*Data listing:*
━━━━━━━━━━
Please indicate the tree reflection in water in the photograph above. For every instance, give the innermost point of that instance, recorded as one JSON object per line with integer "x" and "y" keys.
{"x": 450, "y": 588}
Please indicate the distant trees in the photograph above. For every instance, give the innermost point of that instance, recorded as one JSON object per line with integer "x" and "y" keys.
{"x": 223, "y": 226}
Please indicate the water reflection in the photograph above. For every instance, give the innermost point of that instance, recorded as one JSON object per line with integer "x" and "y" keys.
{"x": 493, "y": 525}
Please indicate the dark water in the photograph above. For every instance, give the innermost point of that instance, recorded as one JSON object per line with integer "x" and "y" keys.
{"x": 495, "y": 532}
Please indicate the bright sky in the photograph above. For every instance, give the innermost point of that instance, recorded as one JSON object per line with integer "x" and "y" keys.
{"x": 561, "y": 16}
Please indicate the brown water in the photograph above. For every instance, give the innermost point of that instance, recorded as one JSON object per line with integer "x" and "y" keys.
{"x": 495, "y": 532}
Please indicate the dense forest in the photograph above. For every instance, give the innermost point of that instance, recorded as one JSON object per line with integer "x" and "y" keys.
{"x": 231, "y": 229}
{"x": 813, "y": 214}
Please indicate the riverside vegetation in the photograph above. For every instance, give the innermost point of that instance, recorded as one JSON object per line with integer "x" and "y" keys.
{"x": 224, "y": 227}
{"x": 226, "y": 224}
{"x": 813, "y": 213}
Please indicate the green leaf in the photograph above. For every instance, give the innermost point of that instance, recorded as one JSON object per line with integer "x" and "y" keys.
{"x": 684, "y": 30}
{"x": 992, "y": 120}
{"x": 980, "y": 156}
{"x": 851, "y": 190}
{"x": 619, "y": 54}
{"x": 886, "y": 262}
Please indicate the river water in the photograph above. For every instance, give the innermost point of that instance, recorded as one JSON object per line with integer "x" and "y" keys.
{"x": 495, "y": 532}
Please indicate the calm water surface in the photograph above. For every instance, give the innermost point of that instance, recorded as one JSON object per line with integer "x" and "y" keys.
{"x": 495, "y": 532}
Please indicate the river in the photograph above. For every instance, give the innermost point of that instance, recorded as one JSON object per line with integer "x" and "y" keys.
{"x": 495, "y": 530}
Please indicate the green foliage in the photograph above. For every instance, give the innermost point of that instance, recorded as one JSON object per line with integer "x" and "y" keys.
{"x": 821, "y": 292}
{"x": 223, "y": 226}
━━━━━━━━━━
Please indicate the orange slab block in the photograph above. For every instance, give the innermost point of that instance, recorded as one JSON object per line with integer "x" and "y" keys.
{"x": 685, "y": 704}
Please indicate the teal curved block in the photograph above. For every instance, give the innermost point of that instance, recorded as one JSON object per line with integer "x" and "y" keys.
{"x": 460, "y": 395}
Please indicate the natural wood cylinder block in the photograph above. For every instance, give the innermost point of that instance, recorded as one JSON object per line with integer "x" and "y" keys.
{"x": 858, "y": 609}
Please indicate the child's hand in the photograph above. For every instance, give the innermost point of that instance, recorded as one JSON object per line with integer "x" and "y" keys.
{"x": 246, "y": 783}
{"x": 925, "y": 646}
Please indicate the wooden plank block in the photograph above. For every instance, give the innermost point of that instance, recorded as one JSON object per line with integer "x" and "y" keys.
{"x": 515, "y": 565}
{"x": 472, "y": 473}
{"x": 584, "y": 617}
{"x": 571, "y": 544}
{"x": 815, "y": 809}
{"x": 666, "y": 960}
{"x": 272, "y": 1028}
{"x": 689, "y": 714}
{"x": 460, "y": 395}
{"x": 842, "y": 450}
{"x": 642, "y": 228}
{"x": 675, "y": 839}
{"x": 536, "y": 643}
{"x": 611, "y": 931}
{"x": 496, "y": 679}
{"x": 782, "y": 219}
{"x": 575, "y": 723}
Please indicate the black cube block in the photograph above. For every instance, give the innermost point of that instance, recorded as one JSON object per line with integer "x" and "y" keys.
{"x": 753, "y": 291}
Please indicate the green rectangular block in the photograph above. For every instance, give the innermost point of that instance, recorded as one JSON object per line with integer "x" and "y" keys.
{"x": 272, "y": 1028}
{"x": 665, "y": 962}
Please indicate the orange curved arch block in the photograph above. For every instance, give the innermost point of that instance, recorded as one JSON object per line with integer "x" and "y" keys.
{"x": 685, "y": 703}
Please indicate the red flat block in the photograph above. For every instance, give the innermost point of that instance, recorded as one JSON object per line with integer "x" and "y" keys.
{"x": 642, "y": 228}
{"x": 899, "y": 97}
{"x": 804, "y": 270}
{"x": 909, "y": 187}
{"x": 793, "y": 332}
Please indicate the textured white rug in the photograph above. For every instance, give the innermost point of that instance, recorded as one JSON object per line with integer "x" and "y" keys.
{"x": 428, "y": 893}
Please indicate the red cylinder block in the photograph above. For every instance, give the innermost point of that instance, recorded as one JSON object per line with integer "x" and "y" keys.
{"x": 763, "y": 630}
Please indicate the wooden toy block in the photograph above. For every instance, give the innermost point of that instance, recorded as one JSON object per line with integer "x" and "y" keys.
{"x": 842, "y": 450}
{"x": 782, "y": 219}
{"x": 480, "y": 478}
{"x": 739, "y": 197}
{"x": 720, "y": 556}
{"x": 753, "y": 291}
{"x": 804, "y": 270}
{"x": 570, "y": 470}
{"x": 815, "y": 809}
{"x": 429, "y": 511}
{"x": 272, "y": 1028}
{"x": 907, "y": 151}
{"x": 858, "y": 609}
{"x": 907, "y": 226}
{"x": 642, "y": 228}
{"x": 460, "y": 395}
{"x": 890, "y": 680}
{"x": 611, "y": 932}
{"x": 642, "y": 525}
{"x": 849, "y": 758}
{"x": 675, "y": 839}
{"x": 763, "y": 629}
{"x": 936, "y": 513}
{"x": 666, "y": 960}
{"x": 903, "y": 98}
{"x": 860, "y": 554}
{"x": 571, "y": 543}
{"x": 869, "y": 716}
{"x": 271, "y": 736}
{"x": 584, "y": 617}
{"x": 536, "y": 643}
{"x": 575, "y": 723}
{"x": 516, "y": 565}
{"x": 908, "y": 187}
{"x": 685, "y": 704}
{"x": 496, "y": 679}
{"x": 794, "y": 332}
━━━━━━━━━━
*Written problem:* Report how many lines of the material above contain the string “curved”. Give the number alone.

*Exercise solution:* 2